** start of DATASET RECORDS **

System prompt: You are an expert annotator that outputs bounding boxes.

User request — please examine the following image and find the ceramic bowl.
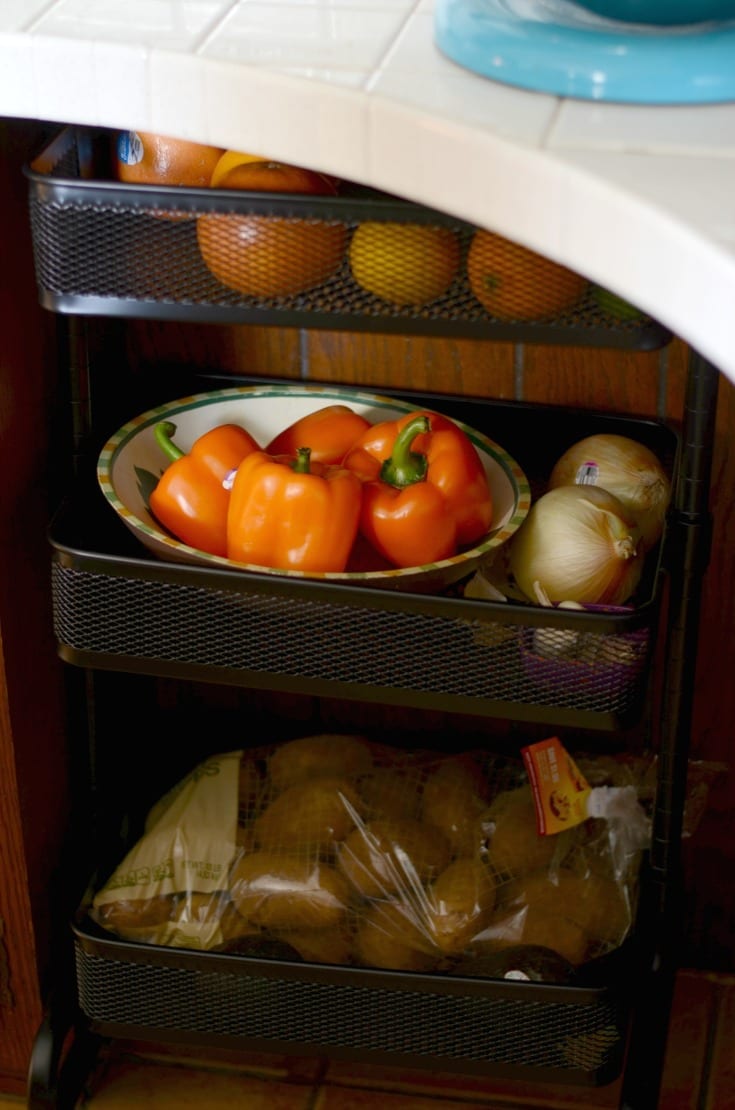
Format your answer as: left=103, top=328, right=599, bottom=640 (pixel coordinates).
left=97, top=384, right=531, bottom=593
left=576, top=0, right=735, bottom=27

** end of DATASET RECORDS **

TASK = Copy out the material above word for word, leaving out the pictures.

SOLUTION BELOW =
System prompt: You are an expert annotator that outputs bounding boxes.

User request — please examine the following image and find the ceramic bowl.
Format your answer as: left=103, top=328, right=599, bottom=640 (pixel coordinates).
left=97, top=384, right=531, bottom=593
left=576, top=0, right=735, bottom=27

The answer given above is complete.